***** QUOTED TEXT *****

Calit2 Collaborator Gets Faculty Position at Tel Aviv University
Erez Ben-Yosef to Lead CISA3 Field Research in Cyprus This Summer
San Diego, July 5, 2011 -- Erez Ben-Yosef, a collaborator and co-author on multiple research papers with Tom Levy of Calit2’s Center of Interdisciplinary Science for Art, Architecture and Archaeology (CISA3), received his Ph.D. in December, then became a postdoctoral researcher at the Scripps Institution of Oceanography. Now Ben-Yosef has landed a tenure-track faculty position at Tel Aviv University, where he will become a member of the university’s Institute of Archaeology this fall.
Ben-Yosef’s appointment is a recognition of his strong record of publishing while still a Ph.D. student in the Department of Anthropology at UC San Diego, where he collaborated frequently with Levy, CISA3’s associate director.
|Erez Ben-Yosef leaves UCSD for Tel Aviv University... after a summer research project in Cyprus with CISA3 associate director Tom Levy and Scripps Institution of Oceanography's Lisa Tauxe.
As a professor at Tel Aviv University, Ben-Yosef will continue to focus on archaeometallurgy, ancient technologies and society.
His doctoral dissertation was on “Technology and Social Progress: Oscillations in Iron Age Copper Production and Power in Southern Jordan.”

***** PROVIDED MATERIAL *****

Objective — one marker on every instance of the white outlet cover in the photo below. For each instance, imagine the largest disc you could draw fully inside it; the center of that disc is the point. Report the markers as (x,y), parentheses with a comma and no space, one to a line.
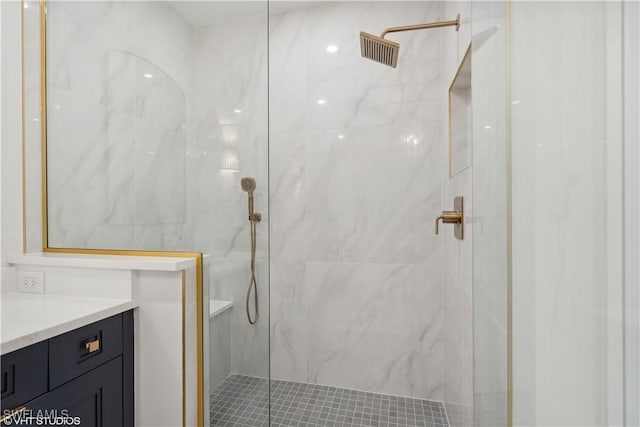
(31,282)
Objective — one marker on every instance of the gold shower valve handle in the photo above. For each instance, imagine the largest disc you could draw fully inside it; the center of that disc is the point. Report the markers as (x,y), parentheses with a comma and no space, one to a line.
(455,217)
(449,217)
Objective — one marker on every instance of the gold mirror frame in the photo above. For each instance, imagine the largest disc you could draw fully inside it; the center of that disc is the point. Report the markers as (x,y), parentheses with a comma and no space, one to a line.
(196,256)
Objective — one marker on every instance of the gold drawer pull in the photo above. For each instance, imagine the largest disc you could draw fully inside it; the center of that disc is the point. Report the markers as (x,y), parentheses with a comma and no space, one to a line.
(7,416)
(92,346)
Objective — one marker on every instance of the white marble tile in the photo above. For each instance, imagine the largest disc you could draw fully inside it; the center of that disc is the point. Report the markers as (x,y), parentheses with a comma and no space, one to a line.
(288,195)
(220,349)
(384,313)
(288,314)
(367,195)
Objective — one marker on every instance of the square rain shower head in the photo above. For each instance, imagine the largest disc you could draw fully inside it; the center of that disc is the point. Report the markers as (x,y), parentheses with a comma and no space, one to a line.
(379,49)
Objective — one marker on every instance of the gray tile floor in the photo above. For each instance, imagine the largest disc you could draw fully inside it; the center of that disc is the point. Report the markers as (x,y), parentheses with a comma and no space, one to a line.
(244,401)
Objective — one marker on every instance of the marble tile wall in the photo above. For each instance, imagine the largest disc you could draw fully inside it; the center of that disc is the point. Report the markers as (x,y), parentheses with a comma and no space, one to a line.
(568,166)
(230,136)
(118,83)
(355,184)
(458,294)
(489,186)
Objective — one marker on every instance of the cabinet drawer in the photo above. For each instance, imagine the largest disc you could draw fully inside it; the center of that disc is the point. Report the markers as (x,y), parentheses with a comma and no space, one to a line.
(83,349)
(24,375)
(93,399)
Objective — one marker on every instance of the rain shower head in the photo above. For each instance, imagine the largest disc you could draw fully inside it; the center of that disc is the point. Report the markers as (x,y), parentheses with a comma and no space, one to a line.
(248,184)
(386,51)
(378,49)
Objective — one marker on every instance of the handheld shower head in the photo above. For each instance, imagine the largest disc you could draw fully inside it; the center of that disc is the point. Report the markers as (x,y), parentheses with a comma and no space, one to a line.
(248,184)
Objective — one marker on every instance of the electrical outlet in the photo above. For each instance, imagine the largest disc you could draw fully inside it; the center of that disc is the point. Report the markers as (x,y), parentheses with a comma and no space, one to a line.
(31,282)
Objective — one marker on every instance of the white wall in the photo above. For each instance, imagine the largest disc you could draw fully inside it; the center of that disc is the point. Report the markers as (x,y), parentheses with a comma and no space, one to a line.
(118,172)
(490,227)
(567,213)
(457,262)
(10,146)
(355,185)
(632,210)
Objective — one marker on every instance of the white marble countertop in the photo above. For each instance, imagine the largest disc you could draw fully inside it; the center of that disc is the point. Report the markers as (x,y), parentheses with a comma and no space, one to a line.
(30,318)
(114,262)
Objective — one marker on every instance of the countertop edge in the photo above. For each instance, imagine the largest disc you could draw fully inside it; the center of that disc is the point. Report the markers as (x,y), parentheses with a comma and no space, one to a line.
(113,262)
(61,328)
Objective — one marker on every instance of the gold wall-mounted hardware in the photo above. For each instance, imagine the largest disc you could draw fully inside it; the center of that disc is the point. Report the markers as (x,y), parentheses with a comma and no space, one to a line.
(386,51)
(455,217)
(92,346)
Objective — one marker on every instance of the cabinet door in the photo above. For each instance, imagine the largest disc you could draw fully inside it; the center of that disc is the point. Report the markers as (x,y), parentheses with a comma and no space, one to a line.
(95,397)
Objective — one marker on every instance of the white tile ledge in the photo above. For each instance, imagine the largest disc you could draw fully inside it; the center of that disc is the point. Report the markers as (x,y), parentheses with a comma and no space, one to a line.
(31,318)
(113,262)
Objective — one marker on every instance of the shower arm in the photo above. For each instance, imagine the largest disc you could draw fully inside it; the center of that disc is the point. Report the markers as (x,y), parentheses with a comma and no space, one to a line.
(455,23)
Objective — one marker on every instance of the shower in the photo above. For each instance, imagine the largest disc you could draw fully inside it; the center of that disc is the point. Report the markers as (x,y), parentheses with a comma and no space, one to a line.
(386,51)
(248,184)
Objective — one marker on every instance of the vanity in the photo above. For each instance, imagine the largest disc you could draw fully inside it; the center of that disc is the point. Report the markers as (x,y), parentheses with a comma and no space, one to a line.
(110,339)
(81,377)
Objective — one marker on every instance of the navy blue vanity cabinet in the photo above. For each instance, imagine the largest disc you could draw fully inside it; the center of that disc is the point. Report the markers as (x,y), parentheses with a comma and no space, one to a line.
(87,375)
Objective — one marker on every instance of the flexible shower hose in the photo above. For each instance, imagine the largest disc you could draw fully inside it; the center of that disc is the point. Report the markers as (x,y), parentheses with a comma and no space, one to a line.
(252,283)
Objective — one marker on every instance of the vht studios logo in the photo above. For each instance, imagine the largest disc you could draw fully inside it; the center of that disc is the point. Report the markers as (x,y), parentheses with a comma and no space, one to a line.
(28,417)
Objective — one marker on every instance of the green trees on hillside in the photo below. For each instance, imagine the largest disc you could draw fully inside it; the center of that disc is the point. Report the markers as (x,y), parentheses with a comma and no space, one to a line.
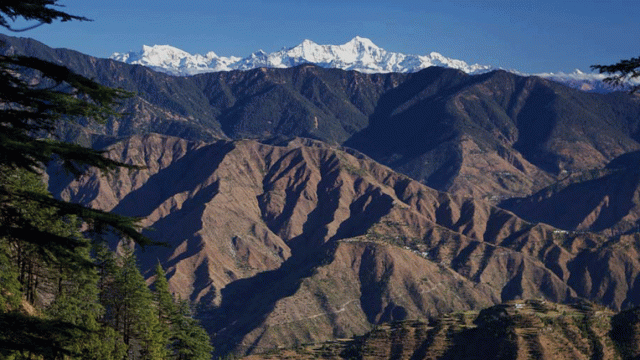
(57,300)
(621,71)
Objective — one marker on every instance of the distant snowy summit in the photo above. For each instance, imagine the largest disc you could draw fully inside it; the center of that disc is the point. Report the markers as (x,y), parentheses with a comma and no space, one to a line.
(359,54)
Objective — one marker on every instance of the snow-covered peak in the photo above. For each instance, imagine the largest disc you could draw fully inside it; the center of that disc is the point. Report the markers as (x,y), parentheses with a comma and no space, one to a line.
(359,54)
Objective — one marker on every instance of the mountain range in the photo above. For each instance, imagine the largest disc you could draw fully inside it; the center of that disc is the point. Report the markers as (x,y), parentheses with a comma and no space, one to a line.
(308,204)
(358,54)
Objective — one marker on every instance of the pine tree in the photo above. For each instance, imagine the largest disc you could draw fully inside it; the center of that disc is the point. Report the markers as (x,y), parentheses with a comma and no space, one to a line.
(39,242)
(132,312)
(166,309)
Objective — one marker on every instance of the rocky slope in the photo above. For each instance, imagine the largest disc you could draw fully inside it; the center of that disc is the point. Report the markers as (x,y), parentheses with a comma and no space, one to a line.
(295,242)
(517,330)
(493,136)
(605,200)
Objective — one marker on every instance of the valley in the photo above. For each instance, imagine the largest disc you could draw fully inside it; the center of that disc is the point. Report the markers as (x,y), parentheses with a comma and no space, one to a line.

*****

→ CHALLENGE:
Write the next part of the news article on Erez Ben-Yosef's appointment at Tel Aviv University, picking up after its final sentence.

→ FINAL ANSWER:
Geomagnetic Field Study in Cyprus
Before moving to Tel Aviv, Ben-Yosef is co-directing an ancient metallurgy project this summer in Cyprus with CISA3’s Levy and Lisa Tauxe of the Scripps Institution of Oceanography. They will collaborate with professor Lina Kassianidou of the University of Cyprus.
Levy and Tauxe were recently awarded an NSF Collaborative Research grant (Geology and Archaeology) to delve further into the “Levantine geomagnetic field spike: How high, how fast, how far?” The grant will help fund the field research in Cyprus from August 24 to September 10.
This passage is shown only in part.